◆ **TEXTE DE LECTURE**:
··········

Seul dans Berlin

Dans l’Allemagne de l’entre- deux-guerres Rudolf Ditzen (1893- 1947) s’était fait connaître, sous le pseudonyme d’Hans Fallada, comme romancier du petit peuple en proie aux souffrances de la terrible crise qui ravageait le pays. Son roman Quoi de neuf, petit homme ? (Kleiner Mann – was nun ? 1932), avait connu un très grand succès. C’est en 1946 qu’il écrit, en deux mois seulement, dans la zone sous contrôle soviétique (qui allait devenir la RDA), Jeder stirbt für sichallein (Chacun meurt pour soi, seul), qui sera traduit en France sous le titre Seul dans Berlin. Il meurt quelques mois plus tard, exténué, au terme d’une vie tumultueuse, maintes fois interné dans des institutions psychiatriques, usé par les dépendances à l’alcool, à la morphine, aux somnifères.
Le sujet du roman lui avait été proposé par Johannes Becher, responsable culturel du Parti Communiste allemand -qui deviendra Ministre de la Culture de RDA-. Il avait remis à Fallada un dossier de la Gestapo sur la traque d’un couple d’ouvriers berlinois, Otto et Elise Hampel, qui, pendant plus de deux ans, avaient écrit des tracts et des cartes appelant la population à la résistance contre le régime hitlérien, qu’ils déposaient un peu partout dans Berlin. Arrêtés en septembre 1942, ils avaient été condamnés à mort et pendus dans la prison de Plötzensee.

··········

◆ **ÉNONCÉ 1**: Recopiez le passage du texte sur Seul dans Berlin qui va de « Dans l’Allemagne de » jusqu'à « morphine, aux somnifères. », en substituant « écrivain » à « romancier ».

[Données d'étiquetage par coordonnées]
··········

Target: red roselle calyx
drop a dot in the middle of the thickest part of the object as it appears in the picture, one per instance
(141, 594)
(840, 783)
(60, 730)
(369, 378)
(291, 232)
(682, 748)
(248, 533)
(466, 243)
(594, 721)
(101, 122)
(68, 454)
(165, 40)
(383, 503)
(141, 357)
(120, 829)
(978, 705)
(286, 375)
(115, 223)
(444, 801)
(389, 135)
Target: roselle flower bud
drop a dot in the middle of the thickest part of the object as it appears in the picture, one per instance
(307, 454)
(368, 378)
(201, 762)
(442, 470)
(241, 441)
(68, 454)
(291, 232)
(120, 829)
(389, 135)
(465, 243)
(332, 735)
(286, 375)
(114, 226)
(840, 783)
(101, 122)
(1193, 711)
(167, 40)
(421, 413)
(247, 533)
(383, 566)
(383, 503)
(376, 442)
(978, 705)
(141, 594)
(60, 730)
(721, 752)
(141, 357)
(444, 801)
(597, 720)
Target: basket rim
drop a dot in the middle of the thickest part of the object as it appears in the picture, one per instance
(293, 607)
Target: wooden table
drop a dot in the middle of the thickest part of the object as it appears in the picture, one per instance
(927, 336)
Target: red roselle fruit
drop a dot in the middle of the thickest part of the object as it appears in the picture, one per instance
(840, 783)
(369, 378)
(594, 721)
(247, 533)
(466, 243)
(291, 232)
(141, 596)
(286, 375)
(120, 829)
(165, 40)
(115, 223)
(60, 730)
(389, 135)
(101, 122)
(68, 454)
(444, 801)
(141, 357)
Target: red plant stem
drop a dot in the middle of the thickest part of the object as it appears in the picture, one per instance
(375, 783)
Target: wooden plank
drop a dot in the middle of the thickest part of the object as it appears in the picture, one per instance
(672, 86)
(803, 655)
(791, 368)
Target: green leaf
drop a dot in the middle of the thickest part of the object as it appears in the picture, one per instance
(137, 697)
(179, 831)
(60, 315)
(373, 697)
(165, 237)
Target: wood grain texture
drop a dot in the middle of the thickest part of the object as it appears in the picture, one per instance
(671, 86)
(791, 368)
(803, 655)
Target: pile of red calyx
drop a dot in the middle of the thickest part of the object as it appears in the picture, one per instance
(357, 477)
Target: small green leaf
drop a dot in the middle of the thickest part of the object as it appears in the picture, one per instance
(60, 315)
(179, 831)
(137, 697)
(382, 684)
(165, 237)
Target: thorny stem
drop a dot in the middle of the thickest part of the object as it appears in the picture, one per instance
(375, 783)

··········

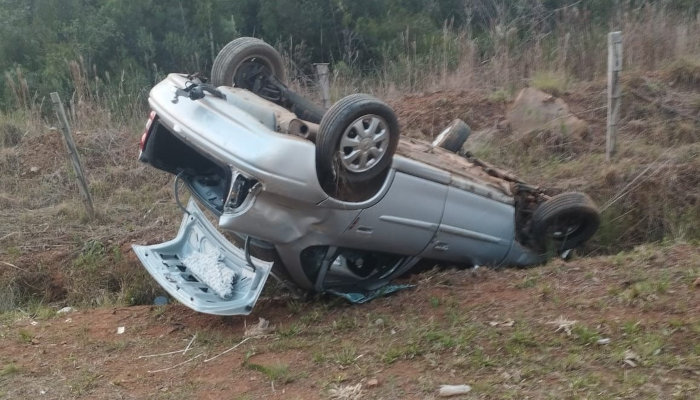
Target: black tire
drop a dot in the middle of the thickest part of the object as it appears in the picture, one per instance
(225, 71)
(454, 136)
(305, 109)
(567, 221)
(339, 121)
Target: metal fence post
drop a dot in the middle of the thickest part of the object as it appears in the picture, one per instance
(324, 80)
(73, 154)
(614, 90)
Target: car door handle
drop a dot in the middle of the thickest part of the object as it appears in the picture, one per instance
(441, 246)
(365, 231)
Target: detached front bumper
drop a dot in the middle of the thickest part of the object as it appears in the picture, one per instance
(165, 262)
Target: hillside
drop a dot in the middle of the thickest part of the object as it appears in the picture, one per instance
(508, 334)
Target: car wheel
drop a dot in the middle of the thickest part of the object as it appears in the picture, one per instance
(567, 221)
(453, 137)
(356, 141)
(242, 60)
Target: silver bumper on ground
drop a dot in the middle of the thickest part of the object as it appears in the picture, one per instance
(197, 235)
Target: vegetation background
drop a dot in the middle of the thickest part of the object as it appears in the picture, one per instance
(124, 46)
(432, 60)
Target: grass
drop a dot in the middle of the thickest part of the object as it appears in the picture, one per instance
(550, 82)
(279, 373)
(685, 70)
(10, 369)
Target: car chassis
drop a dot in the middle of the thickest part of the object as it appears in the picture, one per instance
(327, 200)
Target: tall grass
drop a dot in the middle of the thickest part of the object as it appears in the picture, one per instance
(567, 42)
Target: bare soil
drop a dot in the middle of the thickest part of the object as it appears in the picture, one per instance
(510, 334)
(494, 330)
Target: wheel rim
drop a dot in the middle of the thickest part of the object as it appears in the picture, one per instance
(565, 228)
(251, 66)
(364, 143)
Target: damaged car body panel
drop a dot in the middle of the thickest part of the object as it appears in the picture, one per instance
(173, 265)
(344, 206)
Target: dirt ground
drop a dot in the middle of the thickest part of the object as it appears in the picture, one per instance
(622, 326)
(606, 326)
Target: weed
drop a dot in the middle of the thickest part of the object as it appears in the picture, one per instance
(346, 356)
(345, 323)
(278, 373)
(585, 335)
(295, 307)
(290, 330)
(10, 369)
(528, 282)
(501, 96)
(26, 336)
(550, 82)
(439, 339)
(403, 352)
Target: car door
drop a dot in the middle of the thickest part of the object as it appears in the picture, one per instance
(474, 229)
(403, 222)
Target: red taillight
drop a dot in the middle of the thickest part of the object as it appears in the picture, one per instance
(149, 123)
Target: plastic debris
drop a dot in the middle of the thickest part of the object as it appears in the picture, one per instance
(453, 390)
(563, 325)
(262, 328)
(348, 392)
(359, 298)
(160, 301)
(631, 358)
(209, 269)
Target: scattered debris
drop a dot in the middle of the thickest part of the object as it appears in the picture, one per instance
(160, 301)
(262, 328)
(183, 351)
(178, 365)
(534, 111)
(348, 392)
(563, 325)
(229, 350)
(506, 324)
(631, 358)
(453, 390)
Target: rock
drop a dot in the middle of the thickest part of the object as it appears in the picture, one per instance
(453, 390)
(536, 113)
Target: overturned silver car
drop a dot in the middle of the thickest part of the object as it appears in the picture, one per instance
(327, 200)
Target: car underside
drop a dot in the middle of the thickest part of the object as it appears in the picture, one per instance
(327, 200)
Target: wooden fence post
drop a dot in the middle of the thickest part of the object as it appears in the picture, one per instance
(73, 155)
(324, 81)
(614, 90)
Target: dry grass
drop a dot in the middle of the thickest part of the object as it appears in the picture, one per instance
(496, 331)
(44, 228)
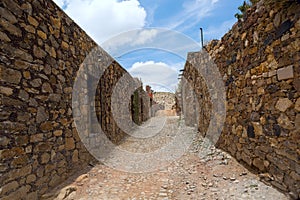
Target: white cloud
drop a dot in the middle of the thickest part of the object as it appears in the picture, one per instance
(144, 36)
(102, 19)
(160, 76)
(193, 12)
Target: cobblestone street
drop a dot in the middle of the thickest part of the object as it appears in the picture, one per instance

··········

◆ **ÉNONCÉ 2**: Relevez toutes les lignes des enregistrements où figure le mot « green ».

◆ **CORRIGÉ 1**:
Dans l’Allemagne de l’entre- deux-guerres Rudolf Ditzen (1893- 1947) s’était fait connaître, sous le pseudonyme d’Hans Fallada, comme écrivain du petit peuple en proie aux souffrances de la terrible crise qui ravageait le pays. Son roman Quoi de neuf, petit homme ? (Kleiner Mann – was nun ? 1932), avait connu un très grand succès. C’est en 1946 qu’il écrit, en deux mois seulement, dans la zone sous contrôle soviétique (qui allait devenir la RDA), Jeder stirbt für sichallein (Chacun meurt pour soi, seul), qui sera traduit en France sous le titre Seul dans Berlin. Il meurt quelques mois plus tard, exténué, au terme d’une vie tumultueuse, maintes fois interné dans des institutions psychiatriques, usé par les dépendances à l’alcool, à la morphine, aux somnifères.

◆ **CORRIGÉ 2**:
Target: green leaf
Target: small green leaf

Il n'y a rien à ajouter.